Second – The projections of the current 24-month study’s minimum probable forecast justify a drastic reduction in releases. Given the dry and warm winter forecasts, basing 2023 reservoir operations on the minimum probable forecast should be considered responsible water-supply management. Based on the latest projections made by Reclamation, storage in Lake Powell would drop to elevation 3469’, only ~2.7 maf of storage above the dead pool, and well below the 3490’ elevation below which hydroelectricity cannot be generated. Keeping the storage level above 3525 ft may not be possible, but an infusion of 2 maf of storage into Lake Powell through a combination of Drought Operations (DROA) deliveries from Flaming Gorge reservoir and reduced releases to Lake Mead would increase the probability of maintaining Lake Powell slightly above 3510 ft, a 20-ft (1 maf) cushion above minimum power pool elevation.  Recognizing recent cautions from Jim Prairie (the UC Region’s lead modeler) that there may only be two years of DROA releases left in Flaming Gorge, a 500,000 af delivery combined with a 1.5-maf reduction in releases from Glen Canyon Dam would be a wise strategy that would leave Reclamation with the flexibility to make one more Flaming Gorge DROA delivery in 2024, if necessary.

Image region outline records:
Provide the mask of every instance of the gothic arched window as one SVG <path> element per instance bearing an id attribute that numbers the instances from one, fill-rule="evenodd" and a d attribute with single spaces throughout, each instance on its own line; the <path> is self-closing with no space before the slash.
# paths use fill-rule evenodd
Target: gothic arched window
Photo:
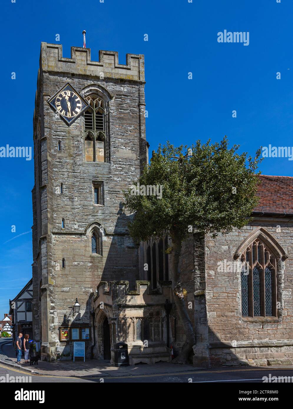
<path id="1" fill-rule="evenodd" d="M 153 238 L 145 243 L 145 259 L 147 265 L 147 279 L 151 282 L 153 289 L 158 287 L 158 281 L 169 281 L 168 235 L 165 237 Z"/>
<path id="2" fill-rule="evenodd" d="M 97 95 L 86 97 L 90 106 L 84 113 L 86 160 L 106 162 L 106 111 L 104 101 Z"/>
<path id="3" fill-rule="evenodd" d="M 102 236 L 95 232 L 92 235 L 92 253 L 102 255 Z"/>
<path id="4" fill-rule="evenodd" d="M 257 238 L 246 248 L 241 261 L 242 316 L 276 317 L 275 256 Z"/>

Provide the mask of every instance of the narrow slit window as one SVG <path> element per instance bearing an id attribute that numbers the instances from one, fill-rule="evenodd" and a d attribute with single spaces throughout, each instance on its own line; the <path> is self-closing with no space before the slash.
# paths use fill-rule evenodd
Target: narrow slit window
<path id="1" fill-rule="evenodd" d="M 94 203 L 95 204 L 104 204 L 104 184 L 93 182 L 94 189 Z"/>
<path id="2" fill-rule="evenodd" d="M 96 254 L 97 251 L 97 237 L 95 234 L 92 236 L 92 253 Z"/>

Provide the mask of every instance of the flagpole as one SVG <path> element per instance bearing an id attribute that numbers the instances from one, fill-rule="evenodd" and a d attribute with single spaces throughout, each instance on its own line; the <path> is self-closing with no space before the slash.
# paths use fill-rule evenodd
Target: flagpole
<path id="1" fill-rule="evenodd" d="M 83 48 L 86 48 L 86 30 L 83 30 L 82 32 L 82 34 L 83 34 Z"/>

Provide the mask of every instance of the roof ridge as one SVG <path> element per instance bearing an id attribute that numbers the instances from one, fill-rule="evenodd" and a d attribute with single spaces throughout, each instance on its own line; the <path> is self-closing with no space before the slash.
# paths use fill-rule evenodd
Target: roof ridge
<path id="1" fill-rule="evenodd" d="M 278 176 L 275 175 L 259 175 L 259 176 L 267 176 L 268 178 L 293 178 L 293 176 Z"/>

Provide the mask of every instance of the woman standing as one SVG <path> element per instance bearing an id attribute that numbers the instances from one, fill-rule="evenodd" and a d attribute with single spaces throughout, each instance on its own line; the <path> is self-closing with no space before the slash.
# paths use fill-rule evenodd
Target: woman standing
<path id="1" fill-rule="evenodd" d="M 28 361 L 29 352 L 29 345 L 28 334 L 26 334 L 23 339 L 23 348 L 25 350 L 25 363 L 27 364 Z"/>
...
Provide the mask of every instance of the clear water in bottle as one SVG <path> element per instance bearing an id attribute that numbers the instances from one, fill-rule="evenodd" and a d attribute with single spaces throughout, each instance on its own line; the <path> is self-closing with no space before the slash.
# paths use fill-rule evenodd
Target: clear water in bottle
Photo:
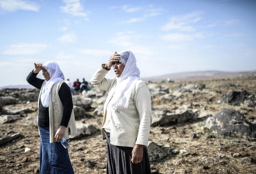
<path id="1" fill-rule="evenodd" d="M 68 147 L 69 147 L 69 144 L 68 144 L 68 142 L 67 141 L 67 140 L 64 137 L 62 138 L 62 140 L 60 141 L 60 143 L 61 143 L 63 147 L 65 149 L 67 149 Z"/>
==
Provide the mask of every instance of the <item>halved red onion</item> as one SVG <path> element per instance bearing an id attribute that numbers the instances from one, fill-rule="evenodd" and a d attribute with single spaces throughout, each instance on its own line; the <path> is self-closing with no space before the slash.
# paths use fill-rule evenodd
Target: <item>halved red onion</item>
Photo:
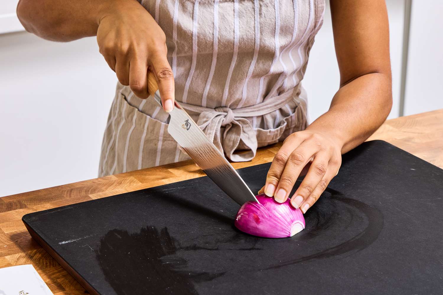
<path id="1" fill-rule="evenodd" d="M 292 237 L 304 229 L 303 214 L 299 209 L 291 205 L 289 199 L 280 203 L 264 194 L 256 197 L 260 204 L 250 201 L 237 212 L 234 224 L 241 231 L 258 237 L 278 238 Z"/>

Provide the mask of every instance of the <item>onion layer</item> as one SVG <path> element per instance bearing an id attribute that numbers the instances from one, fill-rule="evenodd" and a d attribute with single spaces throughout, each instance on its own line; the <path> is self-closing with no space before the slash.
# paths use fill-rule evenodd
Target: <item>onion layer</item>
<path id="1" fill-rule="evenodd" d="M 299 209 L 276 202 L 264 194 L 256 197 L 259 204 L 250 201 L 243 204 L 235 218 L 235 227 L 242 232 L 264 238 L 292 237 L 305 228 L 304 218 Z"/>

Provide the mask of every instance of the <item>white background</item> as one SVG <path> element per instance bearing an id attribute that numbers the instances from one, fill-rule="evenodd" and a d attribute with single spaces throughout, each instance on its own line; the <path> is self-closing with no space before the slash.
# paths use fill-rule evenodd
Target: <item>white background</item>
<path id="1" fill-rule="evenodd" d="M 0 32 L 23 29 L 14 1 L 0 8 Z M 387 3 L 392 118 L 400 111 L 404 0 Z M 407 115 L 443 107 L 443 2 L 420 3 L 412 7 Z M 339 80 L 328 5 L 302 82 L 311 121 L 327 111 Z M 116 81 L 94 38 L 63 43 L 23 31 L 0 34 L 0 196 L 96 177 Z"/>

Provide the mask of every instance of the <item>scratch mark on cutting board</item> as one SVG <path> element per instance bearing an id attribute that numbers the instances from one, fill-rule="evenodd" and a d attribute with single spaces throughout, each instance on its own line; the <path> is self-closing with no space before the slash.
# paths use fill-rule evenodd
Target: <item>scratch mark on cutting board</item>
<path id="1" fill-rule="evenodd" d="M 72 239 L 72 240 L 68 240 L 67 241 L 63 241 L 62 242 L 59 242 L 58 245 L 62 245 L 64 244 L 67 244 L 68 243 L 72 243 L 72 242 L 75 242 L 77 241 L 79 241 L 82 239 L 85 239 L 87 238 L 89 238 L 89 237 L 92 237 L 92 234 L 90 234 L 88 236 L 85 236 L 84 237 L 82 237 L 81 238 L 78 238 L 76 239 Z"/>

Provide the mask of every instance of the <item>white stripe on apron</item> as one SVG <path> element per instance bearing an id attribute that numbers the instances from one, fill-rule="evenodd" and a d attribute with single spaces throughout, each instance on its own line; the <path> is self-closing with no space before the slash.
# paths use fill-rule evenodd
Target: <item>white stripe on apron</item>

■ **COMPLETE THE FOLLOWING**:
[1] Repeat the passage on Lake Powell releases word for word.
[2] Transcribe the rows starting at the line containing "Provide the mask of every instance of the flagpole" and ending at the line containing "83 48 L 86 48", with both of those lines included.
The passage and the rows have nothing to do with each other.

■ **WORKED ANSWERS**:
[1]
Second – The projections of the current 24-month study’s minimum probable forecast justify a drastic reduction in releases. Given the dry and warm winter forecasts, basing 2023 reservoir operations on the minimum probable forecast should be considered responsible water-supply management. Based on the latest projections made by Reclamation, storage in Lake Powell would drop to elevation 3469’, only ~2.7 maf of storage above the dead pool, and well below the 3490’ elevation below which hydroelectricity cannot be generated. Keeping the storage level above 3525 ft may not be possible, but an infusion of 2 maf of storage into Lake Powell through a combination of Drought Operations (DROA) deliveries from Flaming Gorge reservoir and reduced releases to Lake Mead would increase the probability of maintaining Lake Powell slightly above 3510 ft, a 20-ft (1 maf) cushion above minimum power pool elevation.  Recognizing recent cautions from Jim Prairie (the UC Region’s lead modeler) that there may only be two years of DROA releases left in Flaming Gorge, a 500,000 af delivery combined with a 1.5-maf reduction in releases from Glen Canyon Dam would be a wise strategy that would leave Reclamation with the flexibility to make one more Flaming Gorge DROA delivery in 2024, if necessary.

[2]
Provide the mask of every instance of the flagpole as one SVG <path> element per instance bearing an id attribute that numbers the instances from one, fill-rule="evenodd" and a d attribute with single spaces throughout, each instance on its own line; the <path> is self-closing with no space before the slash.
# paths use fill-rule evenodd
Target: flagpole
<path id="1" fill-rule="evenodd" d="M 83 48 L 86 48 L 86 30 L 83 30 L 82 32 L 82 34 L 83 34 Z"/>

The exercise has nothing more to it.